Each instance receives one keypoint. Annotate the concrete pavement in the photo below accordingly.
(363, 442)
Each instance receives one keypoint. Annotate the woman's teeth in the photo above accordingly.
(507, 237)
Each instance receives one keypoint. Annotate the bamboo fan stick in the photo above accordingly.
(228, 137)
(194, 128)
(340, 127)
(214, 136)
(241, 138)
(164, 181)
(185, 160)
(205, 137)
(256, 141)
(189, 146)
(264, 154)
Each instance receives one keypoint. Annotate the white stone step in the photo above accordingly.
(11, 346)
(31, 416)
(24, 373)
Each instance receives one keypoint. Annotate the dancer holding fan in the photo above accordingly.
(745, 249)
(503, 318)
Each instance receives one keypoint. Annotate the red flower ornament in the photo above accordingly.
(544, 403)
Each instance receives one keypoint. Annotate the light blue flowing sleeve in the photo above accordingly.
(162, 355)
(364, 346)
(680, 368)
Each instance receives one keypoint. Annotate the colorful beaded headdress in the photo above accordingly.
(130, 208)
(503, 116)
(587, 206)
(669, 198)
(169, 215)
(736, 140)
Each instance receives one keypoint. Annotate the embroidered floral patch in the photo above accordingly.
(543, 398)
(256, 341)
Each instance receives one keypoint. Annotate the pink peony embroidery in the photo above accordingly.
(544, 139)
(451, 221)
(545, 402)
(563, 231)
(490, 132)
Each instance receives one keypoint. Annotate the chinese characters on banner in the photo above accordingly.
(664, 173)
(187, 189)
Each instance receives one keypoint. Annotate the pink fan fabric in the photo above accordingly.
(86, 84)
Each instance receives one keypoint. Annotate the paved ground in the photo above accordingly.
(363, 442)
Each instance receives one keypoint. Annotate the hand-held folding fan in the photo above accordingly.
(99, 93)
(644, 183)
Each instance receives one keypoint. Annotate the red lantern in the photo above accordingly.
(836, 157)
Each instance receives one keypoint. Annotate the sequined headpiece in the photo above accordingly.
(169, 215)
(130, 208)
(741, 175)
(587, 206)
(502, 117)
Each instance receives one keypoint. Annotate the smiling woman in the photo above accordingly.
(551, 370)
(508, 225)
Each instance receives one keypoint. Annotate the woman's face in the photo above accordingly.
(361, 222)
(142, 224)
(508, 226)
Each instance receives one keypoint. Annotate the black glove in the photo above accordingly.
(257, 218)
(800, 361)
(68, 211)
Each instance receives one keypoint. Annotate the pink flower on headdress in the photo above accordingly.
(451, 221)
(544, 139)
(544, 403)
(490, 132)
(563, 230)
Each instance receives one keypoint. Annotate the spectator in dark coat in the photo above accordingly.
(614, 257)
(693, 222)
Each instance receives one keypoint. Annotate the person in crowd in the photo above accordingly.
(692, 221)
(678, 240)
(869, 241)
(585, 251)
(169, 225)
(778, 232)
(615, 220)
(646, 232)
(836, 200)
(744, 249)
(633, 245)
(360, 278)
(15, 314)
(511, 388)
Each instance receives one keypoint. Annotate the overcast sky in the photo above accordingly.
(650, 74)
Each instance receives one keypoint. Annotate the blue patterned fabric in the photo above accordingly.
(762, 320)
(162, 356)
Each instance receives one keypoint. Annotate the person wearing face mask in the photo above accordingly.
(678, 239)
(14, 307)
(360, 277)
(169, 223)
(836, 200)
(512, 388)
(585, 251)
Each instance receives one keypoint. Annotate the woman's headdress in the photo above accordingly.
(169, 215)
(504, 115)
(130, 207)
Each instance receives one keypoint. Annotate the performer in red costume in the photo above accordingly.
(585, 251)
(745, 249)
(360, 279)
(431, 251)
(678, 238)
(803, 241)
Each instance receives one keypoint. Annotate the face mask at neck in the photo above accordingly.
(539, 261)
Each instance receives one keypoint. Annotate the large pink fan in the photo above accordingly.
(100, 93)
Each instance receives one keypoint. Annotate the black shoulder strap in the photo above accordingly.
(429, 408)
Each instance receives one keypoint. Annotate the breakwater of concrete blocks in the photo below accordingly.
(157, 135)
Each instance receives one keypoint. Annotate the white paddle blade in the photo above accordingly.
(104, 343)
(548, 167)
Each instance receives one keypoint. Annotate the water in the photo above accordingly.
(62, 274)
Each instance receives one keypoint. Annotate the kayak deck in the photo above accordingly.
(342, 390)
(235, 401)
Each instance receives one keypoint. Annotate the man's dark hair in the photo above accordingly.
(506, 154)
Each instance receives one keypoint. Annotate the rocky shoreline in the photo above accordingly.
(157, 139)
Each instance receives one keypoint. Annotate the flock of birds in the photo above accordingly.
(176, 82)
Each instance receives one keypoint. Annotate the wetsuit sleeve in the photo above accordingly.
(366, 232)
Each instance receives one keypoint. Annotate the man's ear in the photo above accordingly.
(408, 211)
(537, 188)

→ Aim of the task
Each line of the data is to be output exactly, with none skipped.

→ Answer to this task
Each instance receives one keypoint. Annotate the concrete pavement in the photo below accordingly.
(363, 442)
Each instance receives one keypoint. Annotate the woman's teeth in the photo above accordingly.
(507, 237)
Each instance receives one keypoint. Annotate the bamboo fan stick in the photo above accordingly.
(228, 137)
(194, 128)
(340, 127)
(214, 136)
(241, 138)
(164, 181)
(185, 160)
(205, 137)
(256, 141)
(189, 146)
(264, 154)
Each instance receives one keypoint. Annotate the white stone step in the photo above accordingly.
(11, 346)
(31, 416)
(24, 373)
Each instance receives one keypoint. Annotate the dancer holding fan in the photo above accordingly.
(745, 249)
(503, 318)
Each instance receives one keypoint. Annotate the red flower ornament in the photo above accordingly.
(544, 403)
Each instance receives one keypoint. Annotate the light blue flowing sleeve in the photo above accordingly.
(162, 355)
(364, 346)
(680, 368)
Each instance receives one keypoint. Annotate the colorful beaded headdress in the photo above accordingly.
(130, 208)
(503, 116)
(587, 206)
(669, 198)
(169, 215)
(736, 140)
Each instance receives one keypoint. Annotate the embroidered floral patch in the photo above accordingly.
(543, 398)
(256, 341)
Each instance receives one keypoint. Annotate the pink peony embroidery in the photo above accordingly.
(544, 139)
(451, 221)
(545, 402)
(563, 231)
(490, 132)
Each instance receives one keypoint. Annotate the chinese characters on banner in the photo above accordingly.
(664, 173)
(187, 189)
Each instance receives one keypoint. Annotate the pink fan fabric in the photo above accordingly.
(86, 84)
Each instance receives one keypoint. Annotate the paved ground in the photo above accordingly.
(363, 442)
Each instance receives one keypoint. Annotate the hand-held folding fan in the photo above accordingly.
(99, 93)
(644, 183)
Each instance receives one keypoint. Annotate the red lantern in the photo above accordingly.
(836, 157)
Each instance receives one keypoint. Annotate the sequined headpiece in the photo above accordingly.
(169, 215)
(130, 208)
(741, 175)
(587, 206)
(502, 117)
Each instance receives one keypoint. Annotate the smiling woman in the photo above accordingly.
(551, 370)
(508, 225)
Each instance receives one keypoint. Annotate the woman's face in the photo above accordingly.
(361, 222)
(142, 224)
(508, 226)
Each instance receives one keypoint. Annotate the black glove in the photo above accordingly.
(257, 218)
(800, 361)
(68, 211)
Each instance receives one keypoint. Annotate the pink flower on headdress in the photo above accordingly.
(451, 221)
(544, 139)
(544, 403)
(490, 132)
(563, 230)
Each instance receives one keypoint. Annotate the spectator in dark coat in the photo above accordingly.
(614, 257)
(693, 222)
Each instance receives one keypoint. Annotate the person in crowd in the photo above accordingly.
(692, 221)
(678, 240)
(869, 241)
(585, 251)
(169, 225)
(778, 232)
(615, 220)
(646, 232)
(836, 200)
(744, 249)
(633, 245)
(360, 278)
(15, 314)
(511, 388)
Each instance receives one keypoint. Annotate the overcast sky in the photo above accordingly.
(650, 74)
Each instance receives one keypoint. Annotate the blue patterned fabric in the photo above accordingly.
(762, 320)
(162, 356)
Each instance receives one keypoint. Annotate the person wearing face mask in the photo above accordingly.
(678, 239)
(14, 307)
(360, 277)
(169, 223)
(836, 200)
(512, 388)
(585, 251)
Each instance receives one keypoint. Annotate the woman's headdress in the photo above accordingly.
(169, 215)
(504, 115)
(130, 207)
Each instance receives one keypoint. Annotate the performer in red costume in the photo above accordingly.
(585, 251)
(745, 249)
(360, 279)
(431, 251)
(678, 238)
(803, 241)
Each instance receives one keypoint. Annotate the face mask at neck in the photo above accordingly.
(539, 261)
Each instance receives one keypoint. Annotate the large pink fan in the photo above accordingly.
(100, 93)
Each instance receives one keypoint. Annotate the black shoulder strap in the photo above accordingly.
(429, 408)
Each instance receives one keypoint. Annotate the breakwater of concrete blocks in the photo below accordingly.
(157, 135)
Each instance receives one keypoint. Annotate the white paddle blade in the photo above accordingly.
(104, 343)
(548, 167)
Each instance receives one keypoint. Annotate the water in the photo above accordingly.
(62, 274)
Each instance receives one keypoint. Annotate the kayak deck in the photo above accordingly.
(342, 390)
(235, 401)
Each instance receives one keypoint. Annotate the man's dark hair in the photo above accordingly.
(506, 154)
Each instance receives one keypoint. Annotate the rocky shoreline in the photo above accordingly.
(157, 139)
Each instance receives one keypoint. Annotate the flock of birds in the photo above accordingly.
(176, 82)
Each instance receives one keypoint. Annotate the wetsuit sleeve in the photo above accordingly.
(366, 232)
Each instance receives one keypoint. Annotate the man's ear in the photo above accordingly.
(408, 211)
(537, 188)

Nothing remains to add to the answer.